Your goal:
Rewrite the items from the line containing "the white wall" through the end of the items, both ends included, keeping each request as it is and lowering every coordinate in the answers by 31.

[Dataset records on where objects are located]
....
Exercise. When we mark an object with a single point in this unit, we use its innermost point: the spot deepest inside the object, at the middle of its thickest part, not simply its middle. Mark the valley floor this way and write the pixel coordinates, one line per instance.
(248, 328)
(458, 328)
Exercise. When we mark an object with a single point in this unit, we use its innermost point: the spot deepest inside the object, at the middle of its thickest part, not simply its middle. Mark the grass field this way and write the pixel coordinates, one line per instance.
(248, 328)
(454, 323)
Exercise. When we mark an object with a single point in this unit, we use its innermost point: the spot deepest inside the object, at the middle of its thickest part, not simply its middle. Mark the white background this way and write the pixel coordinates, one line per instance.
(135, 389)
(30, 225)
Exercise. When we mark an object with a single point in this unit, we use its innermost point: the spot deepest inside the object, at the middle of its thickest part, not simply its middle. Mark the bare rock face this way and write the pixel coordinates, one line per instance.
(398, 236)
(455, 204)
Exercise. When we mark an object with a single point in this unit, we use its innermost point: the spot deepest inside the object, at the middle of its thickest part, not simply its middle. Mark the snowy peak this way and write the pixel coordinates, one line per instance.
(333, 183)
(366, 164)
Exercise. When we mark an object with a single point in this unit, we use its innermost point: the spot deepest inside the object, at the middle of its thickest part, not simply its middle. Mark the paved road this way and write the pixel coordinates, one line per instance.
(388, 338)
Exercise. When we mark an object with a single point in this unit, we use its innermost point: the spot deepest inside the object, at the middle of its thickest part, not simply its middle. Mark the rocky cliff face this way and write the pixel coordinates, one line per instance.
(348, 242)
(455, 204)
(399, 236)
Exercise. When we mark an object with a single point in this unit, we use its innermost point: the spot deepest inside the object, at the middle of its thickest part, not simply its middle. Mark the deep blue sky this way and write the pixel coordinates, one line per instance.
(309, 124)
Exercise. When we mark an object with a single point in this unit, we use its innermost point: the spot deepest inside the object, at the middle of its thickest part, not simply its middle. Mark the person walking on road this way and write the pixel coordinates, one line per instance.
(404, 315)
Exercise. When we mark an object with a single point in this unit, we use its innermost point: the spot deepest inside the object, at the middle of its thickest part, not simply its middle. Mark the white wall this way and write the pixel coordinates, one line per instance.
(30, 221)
....
Output of the task:
Exercise. When we mark an object with a single point in this unit, we use its innermost point: the spot deepest inside the object, at the middle of its thickest part, not simply its middle. Mark the white wall this way and write the pixel coordinates, one line per instance.
(-1, 190)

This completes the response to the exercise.